• Given text
1. Morocco: King Mohammed VI was scheduled to attend but cancelled his plans a week prior to the summit for unspecified reasons.
2. Sudan: President Omar al-Bashir declined to attend after officials at the U.S. Embassy in Riyadh registered their objections to his planned attendance. President al-Bashir is wanted by the International Criminal Court for genocide, war crimes, and crimes against humanity.

==Aftermath==

Emboldened by Trump's criticism of Iran, many Arab countries decided to take action against their perceived enemies. Bahrain began cracking down on its Shi'ite majority, killing 5 and arresting 286 people. Bahrain also shut down an independent newspaper and outlawed country's last opposition group.

On 5 June 2017, Saudi Arabia, UAE, Yemen, Egypt and Bahrain all announced they were cutting diplomatic ties with Qatar. Hamid Aboutalebi, deputy chief of staff of Iran's President Hassan Rouhani, tweeted, "What is happening is the preliminary result of the sword dance," referring to Trump's conduct at the Summit.

• Work task A
Answer from the summit text:
(i) What happened before Omar al-Bashir declined to attend?
(ii) How many people were killed and how many arrested in Bahrain's crackdown?
(iii) On what date did five countries announce they were cutting diplomatic ties with Qatar?
• Work task B
Pick up the summit text after its final sentence and carry it on.

• Dataset

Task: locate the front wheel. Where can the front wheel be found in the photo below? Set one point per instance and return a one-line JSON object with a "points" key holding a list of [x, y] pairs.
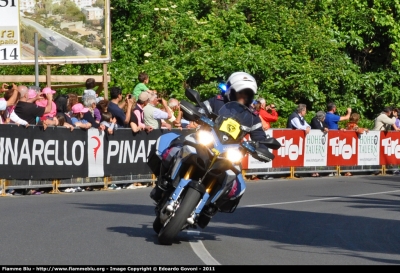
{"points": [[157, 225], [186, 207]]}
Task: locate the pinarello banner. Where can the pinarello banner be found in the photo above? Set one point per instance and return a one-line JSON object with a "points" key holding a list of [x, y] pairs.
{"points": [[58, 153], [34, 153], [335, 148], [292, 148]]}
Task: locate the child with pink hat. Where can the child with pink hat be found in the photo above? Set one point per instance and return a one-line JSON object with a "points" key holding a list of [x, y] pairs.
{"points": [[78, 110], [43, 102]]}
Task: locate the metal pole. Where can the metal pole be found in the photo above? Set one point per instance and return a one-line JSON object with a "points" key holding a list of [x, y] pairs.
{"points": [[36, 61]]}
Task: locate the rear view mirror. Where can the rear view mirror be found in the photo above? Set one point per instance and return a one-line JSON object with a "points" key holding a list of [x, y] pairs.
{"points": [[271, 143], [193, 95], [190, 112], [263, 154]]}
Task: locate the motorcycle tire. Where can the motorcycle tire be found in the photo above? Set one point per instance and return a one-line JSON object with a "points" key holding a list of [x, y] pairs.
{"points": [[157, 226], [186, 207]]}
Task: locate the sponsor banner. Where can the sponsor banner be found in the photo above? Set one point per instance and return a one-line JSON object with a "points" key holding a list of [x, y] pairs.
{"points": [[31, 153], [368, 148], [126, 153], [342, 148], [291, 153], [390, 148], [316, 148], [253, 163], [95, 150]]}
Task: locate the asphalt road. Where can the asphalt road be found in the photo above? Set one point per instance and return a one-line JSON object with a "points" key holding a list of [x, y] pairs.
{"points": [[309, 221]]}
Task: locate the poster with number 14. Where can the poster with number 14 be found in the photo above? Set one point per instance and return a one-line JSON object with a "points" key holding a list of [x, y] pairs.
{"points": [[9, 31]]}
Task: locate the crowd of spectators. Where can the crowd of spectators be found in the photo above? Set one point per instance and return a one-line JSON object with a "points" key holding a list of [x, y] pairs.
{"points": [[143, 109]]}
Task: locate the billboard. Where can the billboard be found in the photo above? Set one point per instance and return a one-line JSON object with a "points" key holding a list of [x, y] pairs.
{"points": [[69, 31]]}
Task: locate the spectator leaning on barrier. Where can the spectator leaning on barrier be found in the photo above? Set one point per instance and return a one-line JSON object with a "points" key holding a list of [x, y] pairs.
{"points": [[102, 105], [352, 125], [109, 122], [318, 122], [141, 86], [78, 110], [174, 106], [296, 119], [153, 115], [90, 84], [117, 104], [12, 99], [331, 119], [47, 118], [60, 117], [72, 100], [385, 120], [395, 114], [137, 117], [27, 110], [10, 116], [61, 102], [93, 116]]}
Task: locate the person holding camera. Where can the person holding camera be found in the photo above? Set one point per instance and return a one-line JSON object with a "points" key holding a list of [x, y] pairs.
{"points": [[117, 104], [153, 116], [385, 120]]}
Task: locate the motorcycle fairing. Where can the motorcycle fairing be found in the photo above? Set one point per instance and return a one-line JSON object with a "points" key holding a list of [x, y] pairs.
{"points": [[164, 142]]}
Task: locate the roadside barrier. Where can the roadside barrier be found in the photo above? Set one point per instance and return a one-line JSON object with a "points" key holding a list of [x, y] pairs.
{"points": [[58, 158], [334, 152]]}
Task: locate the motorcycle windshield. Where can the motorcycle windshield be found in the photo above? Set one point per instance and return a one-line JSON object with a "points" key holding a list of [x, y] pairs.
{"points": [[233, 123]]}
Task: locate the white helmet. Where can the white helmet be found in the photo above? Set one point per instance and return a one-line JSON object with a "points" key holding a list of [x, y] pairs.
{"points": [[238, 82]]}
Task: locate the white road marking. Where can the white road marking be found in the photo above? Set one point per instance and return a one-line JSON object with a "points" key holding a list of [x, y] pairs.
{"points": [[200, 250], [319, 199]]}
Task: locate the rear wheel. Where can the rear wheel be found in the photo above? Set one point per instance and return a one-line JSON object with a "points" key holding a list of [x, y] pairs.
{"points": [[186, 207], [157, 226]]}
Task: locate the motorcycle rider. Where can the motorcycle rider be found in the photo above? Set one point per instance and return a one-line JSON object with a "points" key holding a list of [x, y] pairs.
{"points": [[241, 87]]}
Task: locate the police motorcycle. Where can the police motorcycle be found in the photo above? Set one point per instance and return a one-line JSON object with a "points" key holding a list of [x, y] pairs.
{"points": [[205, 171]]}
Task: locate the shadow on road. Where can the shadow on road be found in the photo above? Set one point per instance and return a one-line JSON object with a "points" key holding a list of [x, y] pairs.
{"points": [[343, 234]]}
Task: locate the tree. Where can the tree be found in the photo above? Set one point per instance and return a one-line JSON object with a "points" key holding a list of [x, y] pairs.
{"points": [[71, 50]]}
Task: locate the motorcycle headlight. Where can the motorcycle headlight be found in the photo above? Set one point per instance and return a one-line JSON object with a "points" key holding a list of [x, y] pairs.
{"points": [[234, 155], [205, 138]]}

• Written reply A
(i) Officials at the U.S. Embassy in Riyadh registered their objections to his planned attendance.
(ii) 5 killed and 286 arrested.
(iii) 5 June 2017.

• Written reply B
==Popular culture==
An image of King Salman, U.S. President Trump, and Egyptian President el-Sisi touching an illuminated globe (see above) sparked a brief commotion on the Internet, particularly in Twitter. Users dubbed the globe "the Orb" and made reference to various popular culture objects, such as the Palantír from J. R. R. Tolkien's The Lord of the Rings series and "The Orb of Peace" from Star Wars: Episode I – The Phantom Menace. The Atlantic's James Parker later wrote that "Every presidency has iconic photographs. But there's nothing else like this one."

Noticing that Americans wanted to have their picture taken with the orb, the Saudi government gave it to the US embassy as a gift. The orb was initially put on display there, but ultimately put into storage.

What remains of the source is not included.